Beaucoup de questions qui restent en suspens, mais Agnès Varda ne tarde pas à apporter un peu de réconfort à son héroïne bouleversée en la personne d’un jeune soldat en permission... destiné à retourner en Algérie pour son service militaire. On le voit, le bonheur a beau être parfois présent, il reste fugace. Derrière son apparence légère, « Cléo de 5 à 7 » est en fait un film très profond, grave, qui sonde l’âme humaine, et plus précisément l’âme féminine. Rare sont les œuvres à avoir eu l’occasion de le faire, et c’est peu dire qu’Agnès Varda s’en sort haut la main. D'autant qu'elle densifie son récit en en faisant une méditation sur la vie et la mort. « Cléo de 5 à 7 » est donc tout sauf un film purement visuel ou un gadget 60's qui n'aurait plus rien à nous dire.

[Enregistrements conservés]
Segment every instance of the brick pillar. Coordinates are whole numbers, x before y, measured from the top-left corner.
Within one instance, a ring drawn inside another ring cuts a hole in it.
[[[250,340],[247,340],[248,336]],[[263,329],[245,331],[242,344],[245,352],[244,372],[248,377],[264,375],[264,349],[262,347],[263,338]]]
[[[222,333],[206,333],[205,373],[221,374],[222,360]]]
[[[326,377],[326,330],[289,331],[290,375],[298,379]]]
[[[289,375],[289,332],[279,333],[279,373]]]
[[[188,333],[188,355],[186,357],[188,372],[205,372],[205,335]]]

--- CONSIGNE ---
D'après le passage du texte, où le jeune soldat en permission doit-il retourner, et pour quelle raison ? Appuyez-vous uniquement sur le passage du texte.

--- RÉPONSE ---
En Algérie, pour son service militaire.